■ Exercise instructions: Extract every line of the rows below verbatim, omitting the pictures.

+++ Data shown +++

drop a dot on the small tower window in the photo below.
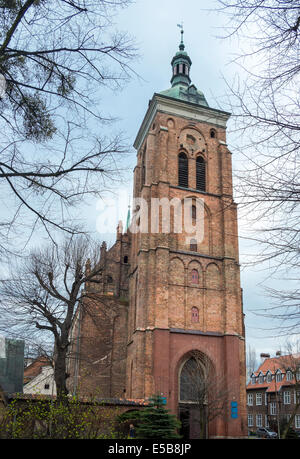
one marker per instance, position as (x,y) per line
(193,245)
(195,276)
(195,315)
(200,174)
(183,170)
(213,134)
(194,212)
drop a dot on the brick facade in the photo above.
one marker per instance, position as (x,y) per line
(157,327)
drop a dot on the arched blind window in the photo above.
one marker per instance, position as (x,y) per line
(195,315)
(200,174)
(183,170)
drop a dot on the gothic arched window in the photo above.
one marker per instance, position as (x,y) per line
(195,315)
(190,381)
(200,174)
(194,276)
(183,170)
(193,245)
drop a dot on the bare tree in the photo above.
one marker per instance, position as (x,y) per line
(251,361)
(55,145)
(265,104)
(208,391)
(40,297)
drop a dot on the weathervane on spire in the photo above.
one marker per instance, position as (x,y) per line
(181,47)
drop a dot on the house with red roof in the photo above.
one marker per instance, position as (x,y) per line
(273,392)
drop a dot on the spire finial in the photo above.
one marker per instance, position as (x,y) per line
(181,46)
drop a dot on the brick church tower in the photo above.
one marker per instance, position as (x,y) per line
(186,296)
(184,302)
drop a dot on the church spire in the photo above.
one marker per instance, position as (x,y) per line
(181,64)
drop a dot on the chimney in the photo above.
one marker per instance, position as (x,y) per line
(264,357)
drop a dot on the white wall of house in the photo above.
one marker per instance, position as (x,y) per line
(42,384)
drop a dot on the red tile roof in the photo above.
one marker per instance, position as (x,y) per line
(282,363)
(35,368)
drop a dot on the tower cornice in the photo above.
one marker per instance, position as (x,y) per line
(181,108)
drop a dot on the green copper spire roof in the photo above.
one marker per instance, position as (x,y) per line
(181,83)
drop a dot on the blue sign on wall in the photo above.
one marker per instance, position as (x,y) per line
(234,410)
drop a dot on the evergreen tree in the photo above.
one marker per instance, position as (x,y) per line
(154,421)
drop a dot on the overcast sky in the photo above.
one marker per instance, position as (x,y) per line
(154,26)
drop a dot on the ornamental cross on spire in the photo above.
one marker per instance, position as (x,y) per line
(181,46)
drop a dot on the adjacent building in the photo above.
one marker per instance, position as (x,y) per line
(273,392)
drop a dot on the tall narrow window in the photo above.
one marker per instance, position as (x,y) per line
(195,315)
(194,276)
(193,245)
(200,174)
(183,170)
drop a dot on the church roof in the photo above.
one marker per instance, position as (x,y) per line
(182,88)
(186,93)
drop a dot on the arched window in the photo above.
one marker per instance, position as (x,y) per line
(213,134)
(183,170)
(200,174)
(195,315)
(194,276)
(193,245)
(194,212)
(190,381)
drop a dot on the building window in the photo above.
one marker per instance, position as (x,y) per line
(258,398)
(194,276)
(287,397)
(183,170)
(259,420)
(266,421)
(250,420)
(250,399)
(193,245)
(195,314)
(194,212)
(200,174)
(273,408)
(190,373)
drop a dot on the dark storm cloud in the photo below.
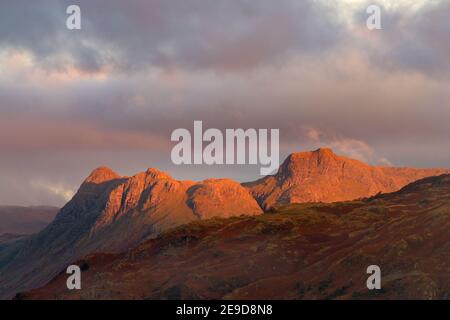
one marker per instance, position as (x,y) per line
(169,33)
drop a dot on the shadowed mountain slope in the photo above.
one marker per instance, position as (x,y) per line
(112,213)
(25,220)
(309,251)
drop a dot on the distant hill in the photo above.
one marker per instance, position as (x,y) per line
(112,213)
(323,176)
(25,220)
(308,251)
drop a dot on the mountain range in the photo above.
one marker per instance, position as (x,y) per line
(112,214)
(298,251)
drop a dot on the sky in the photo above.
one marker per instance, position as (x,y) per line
(112,93)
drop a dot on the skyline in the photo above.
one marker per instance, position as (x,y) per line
(112,93)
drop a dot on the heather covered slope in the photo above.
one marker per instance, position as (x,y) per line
(308,251)
(113,213)
(323,176)
(25,220)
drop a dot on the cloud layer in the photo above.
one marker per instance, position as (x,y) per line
(111,93)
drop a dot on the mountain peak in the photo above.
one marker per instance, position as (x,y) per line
(324,151)
(100,175)
(157,174)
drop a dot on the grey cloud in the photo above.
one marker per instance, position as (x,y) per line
(196,34)
(414,42)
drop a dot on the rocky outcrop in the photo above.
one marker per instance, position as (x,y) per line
(113,213)
(323,176)
(307,251)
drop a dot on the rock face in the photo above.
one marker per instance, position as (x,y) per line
(306,251)
(25,220)
(113,213)
(322,176)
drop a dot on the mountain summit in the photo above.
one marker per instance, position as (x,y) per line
(323,176)
(111,213)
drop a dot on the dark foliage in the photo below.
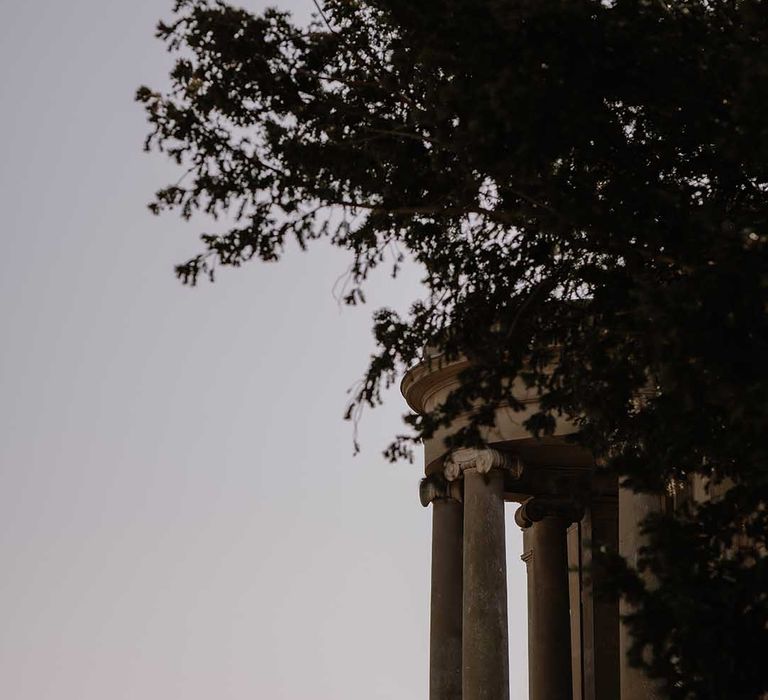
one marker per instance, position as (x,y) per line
(584,184)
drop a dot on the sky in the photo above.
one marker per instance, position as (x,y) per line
(181,513)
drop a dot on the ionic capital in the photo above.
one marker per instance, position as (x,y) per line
(536,509)
(436,487)
(481,459)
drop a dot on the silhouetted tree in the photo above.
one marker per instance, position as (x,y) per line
(584,185)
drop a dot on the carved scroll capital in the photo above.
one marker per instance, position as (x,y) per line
(481,459)
(436,487)
(536,509)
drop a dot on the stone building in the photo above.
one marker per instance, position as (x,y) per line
(576,644)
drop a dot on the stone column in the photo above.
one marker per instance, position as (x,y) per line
(545,523)
(486,644)
(446,600)
(485,648)
(633,508)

+++

■ Full response:
drop a dot on the small tower window in the photo below.
one marker per instance, position as (x,y) per line
(193,245)
(195,276)
(195,315)
(200,174)
(183,170)
(213,134)
(194,212)
drop a dot on the brick facade in the photo above.
one marker per instance, position as (x,y) per line
(157,327)
drop a dot on the arched blind window in the photo above.
one marker per instance, position as (x,y) per line
(195,315)
(200,174)
(183,170)
drop a dot on the gothic arched window in the photo above.
one marker per instance, position as (x,y) per line
(195,315)
(190,381)
(200,174)
(194,276)
(183,170)
(193,245)
drop a dot on the bare tree in the photo above.
one marker per instance, position as (x,y) per line
(251,361)
(55,145)
(265,104)
(208,391)
(40,297)
drop a dot on the weathervane on spire in the photo above.
one marker per instance, position as (x,y) per line
(181,47)
drop a dot on the house with red roof in the photo above.
one marker per instance, position as (x,y) per line
(273,392)
drop a dot on the spire finial in the photo above.
one marker per instance, position as (x,y) per line
(181,46)
drop a dot on the brick church tower in the photo above.
one marker per instance, position as (x,y) per line
(186,296)
(184,302)
drop a dot on the church spire in the photo above.
one marker per instance, position as (x,y) per line
(181,64)
drop a dot on the chimney in the photo above.
one marker per instance, position as (x,y) per line
(264,357)
drop a dot on the white wall of house in the photo above.
one marker per instance, position as (x,y) per line
(42,384)
drop a dot on the red tile roof in the photo above.
one marker per instance, position as (x,y) per line
(282,363)
(35,368)
drop a dot on the tower cornice in the photo above.
one marker per instance, position as (x,y) per line
(181,108)
drop a dot on the green copper spire roof in the photo above.
one marker per instance, position as (x,y) per line
(181,83)
drop a dot on the blue sign on wall in the photo above.
one marker per instance, position as (x,y) per line
(234,410)
drop a dot on the evergreen tree in the photo above.
one marker per instance, position as (x,y) per line
(154,421)
drop a dot on the overcast sky in the photo above.
one marker per instance, position as (x,y) per line
(154,26)
drop a dot on the ornamental cross on spire in the photo above.
one marker per instance, position as (x,y) per line
(181,46)
drop a dot on the adjacent building in the photo above.
one marker per instance, position as (x,y) per line
(273,392)
drop a dot on the tall narrow window in the photo above.
one marker per instance, position as (x,y) per line
(195,315)
(194,276)
(193,245)
(200,174)
(183,170)
drop a dot on the church roof in the photo above.
one marker per instance, position as (x,y) per line
(182,88)
(186,93)
drop a dot on the arched window in the photo above.
one marker per instance, position as (x,y) per line
(213,134)
(183,170)
(200,174)
(195,315)
(194,276)
(193,245)
(194,212)
(190,381)
drop a dot on the building window in the photo above.
one marker per instance, position as (x,y) per line
(258,398)
(194,276)
(287,397)
(183,170)
(259,420)
(266,421)
(250,420)
(250,399)
(193,245)
(195,314)
(194,212)
(200,174)
(273,408)
(190,373)
drop a dot on the dark storm cloud in the photo below.
one marker per instance, position as (x,y) per line
(169,33)
drop a dot on the shadowed mountain slope in the photo above.
one marker per instance, position as (x,y) per line
(112,213)
(25,220)
(309,251)
drop a dot on the distant hill in the photo above.
one marker per instance, position as (x,y) per line
(112,213)
(323,176)
(25,220)
(308,251)
drop a dot on the mountain range in the photo above.
one marker per instance, position as (x,y) per line
(112,214)
(298,251)
drop a dot on the sky in the photo above.
one marker per instance, position as (x,y) per line
(112,93)
drop a dot on the skyline in the photo above.
one marker per instance, position as (x,y) per line
(112,93)
drop a dot on the heather covered slope in the photo above.
one marker per instance, position as (x,y) per line
(308,251)
(113,213)
(323,176)
(25,220)
drop a dot on the cloud layer in the photo above.
one marker per instance, position as (x,y) per line
(111,93)
drop a dot on the mountain peak in the photo above.
one marker per instance, position as (x,y) per line
(324,151)
(100,175)
(157,174)
drop a dot on the grey cloud in the photo above.
one marker per instance, position as (x,y) per line
(196,34)
(414,42)
drop a dot on the rocky outcrop in the photo above.
one marker per instance, position as (x,y) per line
(113,213)
(323,176)
(307,251)
drop a dot on the rock face in the photo above.
one marker per instance, position as (x,y) per line
(306,251)
(25,220)
(113,213)
(322,176)
drop a dot on the mountain summit in the photo above.
one marker per instance, position as (x,y) per line
(323,176)
(111,213)
drop a dot on the dark foliage in the photo below.
one marker per instance, position as (x,y) per line
(584,184)
drop a dot on the sky in the photo above.
one marker per instance, position as (x,y) per line
(181,513)
drop a dot on the ionic capital in the photo above.
one marker per instance, position as (x,y) per line
(536,509)
(436,487)
(481,459)
drop a dot on the silhouetted tree in the photo above.
one marker per instance, position as (x,y) per line
(584,185)
drop a dot on the carved scroll capital in the photo above.
one marker per instance, position as (x,y) per line
(481,459)
(436,487)
(536,509)
drop a dot on the stone building in the photo above.
one marker per instance, position as (x,y) per line
(576,644)
drop a dot on the stone column in the photo above.
one marker per instance, position as (x,y) per line
(545,523)
(486,644)
(446,600)
(485,648)
(633,508)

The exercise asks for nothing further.